[WHAT IS REQUIRED]
Output as a numbered list the lines starting at the one containing "task: trace the outline of the bare shoulder" and ending at the one containing "91), (144, 91)]", both included, with any blank lines omitted.

* START *

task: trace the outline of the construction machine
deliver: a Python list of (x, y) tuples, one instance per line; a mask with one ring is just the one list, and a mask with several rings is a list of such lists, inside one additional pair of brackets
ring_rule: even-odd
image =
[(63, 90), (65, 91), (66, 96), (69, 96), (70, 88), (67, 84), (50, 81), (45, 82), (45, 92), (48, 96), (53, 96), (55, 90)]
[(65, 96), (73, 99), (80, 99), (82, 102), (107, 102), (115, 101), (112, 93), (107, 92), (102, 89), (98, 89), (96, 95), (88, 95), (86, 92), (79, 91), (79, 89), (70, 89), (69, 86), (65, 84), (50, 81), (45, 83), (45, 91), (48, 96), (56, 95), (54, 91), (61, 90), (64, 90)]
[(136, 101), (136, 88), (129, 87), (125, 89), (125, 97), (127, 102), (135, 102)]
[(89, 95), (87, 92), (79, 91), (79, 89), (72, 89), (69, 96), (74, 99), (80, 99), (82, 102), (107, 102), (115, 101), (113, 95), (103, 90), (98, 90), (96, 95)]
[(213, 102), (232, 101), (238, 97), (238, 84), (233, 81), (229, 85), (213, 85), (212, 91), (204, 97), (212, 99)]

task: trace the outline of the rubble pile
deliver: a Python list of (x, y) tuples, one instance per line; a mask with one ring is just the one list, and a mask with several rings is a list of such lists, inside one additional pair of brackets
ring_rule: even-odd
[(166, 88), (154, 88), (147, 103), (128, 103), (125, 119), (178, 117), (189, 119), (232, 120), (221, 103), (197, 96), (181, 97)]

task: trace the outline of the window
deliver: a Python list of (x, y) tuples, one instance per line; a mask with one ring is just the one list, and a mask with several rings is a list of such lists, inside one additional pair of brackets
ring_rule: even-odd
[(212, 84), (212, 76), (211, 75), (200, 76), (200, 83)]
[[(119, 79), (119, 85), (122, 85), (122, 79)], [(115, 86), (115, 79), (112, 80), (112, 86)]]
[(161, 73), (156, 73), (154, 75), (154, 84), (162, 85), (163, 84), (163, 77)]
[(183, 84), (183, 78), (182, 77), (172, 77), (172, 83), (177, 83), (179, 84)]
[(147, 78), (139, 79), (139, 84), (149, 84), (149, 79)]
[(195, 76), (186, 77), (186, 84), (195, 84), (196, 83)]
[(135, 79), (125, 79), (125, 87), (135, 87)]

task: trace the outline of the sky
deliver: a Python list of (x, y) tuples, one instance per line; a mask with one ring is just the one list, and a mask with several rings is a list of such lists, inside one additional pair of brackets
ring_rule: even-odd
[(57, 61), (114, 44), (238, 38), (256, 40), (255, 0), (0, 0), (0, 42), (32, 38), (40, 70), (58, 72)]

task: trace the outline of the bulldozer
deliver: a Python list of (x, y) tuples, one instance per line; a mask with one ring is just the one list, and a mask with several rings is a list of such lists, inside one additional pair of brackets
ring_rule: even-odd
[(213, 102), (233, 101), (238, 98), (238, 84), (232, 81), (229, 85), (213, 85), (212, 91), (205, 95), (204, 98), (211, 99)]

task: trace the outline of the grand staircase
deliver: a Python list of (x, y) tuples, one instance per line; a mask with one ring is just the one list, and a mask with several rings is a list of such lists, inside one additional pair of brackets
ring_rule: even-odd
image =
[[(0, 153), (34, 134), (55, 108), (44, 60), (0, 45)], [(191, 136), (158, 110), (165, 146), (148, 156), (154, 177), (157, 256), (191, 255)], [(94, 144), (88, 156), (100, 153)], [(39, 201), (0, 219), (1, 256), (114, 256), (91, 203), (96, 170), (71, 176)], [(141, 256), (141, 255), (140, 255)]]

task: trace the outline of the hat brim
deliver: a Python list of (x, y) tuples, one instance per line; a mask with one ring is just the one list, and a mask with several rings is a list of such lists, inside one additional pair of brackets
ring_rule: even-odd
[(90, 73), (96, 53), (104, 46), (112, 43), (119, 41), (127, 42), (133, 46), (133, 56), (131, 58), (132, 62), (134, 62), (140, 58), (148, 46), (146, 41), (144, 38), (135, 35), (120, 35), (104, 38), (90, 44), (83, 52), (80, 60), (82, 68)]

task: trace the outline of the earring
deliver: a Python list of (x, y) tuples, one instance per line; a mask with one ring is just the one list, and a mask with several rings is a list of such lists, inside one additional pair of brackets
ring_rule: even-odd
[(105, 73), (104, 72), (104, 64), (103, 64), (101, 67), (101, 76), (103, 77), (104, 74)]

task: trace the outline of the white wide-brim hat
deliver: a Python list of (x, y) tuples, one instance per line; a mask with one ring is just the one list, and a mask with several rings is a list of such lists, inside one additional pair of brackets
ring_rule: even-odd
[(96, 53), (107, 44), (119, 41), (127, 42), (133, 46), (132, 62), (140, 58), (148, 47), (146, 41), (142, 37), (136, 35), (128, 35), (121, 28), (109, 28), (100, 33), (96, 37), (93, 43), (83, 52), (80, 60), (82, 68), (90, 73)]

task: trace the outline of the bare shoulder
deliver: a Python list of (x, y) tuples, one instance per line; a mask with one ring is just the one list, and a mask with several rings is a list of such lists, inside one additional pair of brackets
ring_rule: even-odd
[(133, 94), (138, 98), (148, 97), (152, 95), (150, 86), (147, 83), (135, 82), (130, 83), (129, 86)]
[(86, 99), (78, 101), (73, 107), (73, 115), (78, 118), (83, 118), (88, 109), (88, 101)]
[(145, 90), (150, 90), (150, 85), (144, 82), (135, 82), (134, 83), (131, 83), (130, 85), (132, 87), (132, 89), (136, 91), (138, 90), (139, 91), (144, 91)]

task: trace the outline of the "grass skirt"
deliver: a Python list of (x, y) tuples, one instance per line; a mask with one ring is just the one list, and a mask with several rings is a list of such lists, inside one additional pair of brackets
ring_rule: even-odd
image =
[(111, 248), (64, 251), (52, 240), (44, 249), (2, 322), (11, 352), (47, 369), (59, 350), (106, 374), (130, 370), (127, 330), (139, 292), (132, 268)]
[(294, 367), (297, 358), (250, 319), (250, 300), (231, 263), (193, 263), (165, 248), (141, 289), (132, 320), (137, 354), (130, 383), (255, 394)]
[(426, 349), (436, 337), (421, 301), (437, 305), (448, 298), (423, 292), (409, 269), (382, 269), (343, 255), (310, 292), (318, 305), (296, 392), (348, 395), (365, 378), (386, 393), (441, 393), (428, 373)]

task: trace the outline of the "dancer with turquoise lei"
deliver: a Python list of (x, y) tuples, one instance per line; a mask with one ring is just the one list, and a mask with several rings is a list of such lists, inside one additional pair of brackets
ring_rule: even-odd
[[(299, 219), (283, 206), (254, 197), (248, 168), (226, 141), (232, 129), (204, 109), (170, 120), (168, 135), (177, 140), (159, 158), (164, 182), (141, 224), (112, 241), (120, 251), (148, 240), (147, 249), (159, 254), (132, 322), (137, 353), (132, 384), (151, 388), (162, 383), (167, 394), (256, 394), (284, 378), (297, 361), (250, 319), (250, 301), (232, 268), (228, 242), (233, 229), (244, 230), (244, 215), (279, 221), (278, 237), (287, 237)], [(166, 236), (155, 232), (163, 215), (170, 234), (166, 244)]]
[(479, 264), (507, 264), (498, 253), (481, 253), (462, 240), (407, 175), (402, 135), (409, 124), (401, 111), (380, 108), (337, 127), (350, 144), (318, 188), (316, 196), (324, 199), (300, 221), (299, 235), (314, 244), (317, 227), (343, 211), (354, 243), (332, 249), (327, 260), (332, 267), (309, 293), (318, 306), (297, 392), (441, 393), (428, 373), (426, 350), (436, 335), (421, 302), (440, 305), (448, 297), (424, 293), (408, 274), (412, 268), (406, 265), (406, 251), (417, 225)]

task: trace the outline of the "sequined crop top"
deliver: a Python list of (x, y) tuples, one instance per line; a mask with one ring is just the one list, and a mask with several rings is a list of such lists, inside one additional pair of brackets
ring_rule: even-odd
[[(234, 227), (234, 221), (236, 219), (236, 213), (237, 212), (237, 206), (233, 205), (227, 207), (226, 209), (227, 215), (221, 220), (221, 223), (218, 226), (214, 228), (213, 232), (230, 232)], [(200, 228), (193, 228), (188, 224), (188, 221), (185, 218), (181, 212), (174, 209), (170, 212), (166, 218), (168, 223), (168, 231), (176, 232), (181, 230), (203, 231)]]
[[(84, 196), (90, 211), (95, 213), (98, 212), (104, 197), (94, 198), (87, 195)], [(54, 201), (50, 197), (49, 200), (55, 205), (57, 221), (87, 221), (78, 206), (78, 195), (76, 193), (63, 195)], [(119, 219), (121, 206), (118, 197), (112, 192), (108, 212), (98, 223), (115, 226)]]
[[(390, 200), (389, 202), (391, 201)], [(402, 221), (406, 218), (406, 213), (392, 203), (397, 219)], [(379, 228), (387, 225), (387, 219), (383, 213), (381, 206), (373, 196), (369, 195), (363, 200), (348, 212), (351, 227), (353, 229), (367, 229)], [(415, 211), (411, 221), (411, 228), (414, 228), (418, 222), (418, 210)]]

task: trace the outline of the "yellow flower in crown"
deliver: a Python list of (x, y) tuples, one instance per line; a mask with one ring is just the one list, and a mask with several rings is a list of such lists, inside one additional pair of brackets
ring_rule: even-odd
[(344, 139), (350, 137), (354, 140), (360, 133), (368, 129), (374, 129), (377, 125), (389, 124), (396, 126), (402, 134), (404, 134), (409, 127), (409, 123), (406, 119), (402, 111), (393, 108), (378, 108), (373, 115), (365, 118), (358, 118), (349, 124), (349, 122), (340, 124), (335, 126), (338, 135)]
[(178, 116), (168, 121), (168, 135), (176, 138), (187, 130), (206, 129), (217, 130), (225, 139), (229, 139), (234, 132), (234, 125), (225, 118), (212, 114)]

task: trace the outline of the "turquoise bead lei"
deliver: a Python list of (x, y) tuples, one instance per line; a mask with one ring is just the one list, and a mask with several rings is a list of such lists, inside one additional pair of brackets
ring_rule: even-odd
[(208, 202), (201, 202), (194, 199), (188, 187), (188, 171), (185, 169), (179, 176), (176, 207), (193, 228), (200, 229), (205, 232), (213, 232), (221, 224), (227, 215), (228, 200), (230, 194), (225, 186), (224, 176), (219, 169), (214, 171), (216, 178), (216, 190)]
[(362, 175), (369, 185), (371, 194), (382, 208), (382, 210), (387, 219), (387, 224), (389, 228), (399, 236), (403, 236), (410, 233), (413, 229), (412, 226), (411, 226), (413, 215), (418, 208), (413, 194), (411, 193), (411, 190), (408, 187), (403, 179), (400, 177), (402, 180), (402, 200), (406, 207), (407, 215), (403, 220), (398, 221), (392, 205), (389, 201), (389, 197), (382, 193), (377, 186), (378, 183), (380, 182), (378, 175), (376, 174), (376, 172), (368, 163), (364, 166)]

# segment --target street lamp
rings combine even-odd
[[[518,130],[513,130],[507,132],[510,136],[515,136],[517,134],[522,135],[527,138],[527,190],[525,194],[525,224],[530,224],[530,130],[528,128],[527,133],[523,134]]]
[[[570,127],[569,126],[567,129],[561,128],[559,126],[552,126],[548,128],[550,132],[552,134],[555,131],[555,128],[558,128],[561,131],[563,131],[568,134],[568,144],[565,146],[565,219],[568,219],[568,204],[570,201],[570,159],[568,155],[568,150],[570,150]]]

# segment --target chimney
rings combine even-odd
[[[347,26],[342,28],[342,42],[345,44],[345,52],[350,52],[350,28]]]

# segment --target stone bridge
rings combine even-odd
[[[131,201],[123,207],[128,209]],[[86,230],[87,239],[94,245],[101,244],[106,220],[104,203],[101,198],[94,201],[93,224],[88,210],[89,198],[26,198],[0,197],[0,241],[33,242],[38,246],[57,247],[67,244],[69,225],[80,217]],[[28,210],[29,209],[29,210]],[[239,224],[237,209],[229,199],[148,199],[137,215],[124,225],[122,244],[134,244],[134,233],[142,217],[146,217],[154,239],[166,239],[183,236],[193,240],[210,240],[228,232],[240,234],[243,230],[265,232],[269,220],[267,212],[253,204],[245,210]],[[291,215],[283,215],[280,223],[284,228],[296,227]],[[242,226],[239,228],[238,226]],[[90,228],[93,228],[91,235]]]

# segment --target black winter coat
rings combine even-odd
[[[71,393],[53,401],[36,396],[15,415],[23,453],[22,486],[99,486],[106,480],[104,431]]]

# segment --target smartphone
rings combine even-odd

* END *

[WRITTEN ANSWER]
1. task: trace the outline of the bare shoulder
2. deliver: a Python list of (x, y) tuples, one instance per line; a mask with one ring is just the one list, and a mask with several rings is a list of such lists, inside one additional pair of brackets
3. ring_rule: even-odd
4. [(133, 94), (138, 98), (148, 97), (152, 95), (150, 86), (147, 83), (135, 82), (130, 83), (129, 86)]
5. [(86, 99), (78, 101), (73, 107), (73, 115), (78, 118), (83, 118), (88, 109), (88, 101)]
6. [(145, 90), (150, 90), (150, 85), (144, 82), (135, 82), (134, 83), (131, 83), (130, 85), (132, 87), (132, 89), (136, 91), (138, 90), (139, 91), (144, 91)]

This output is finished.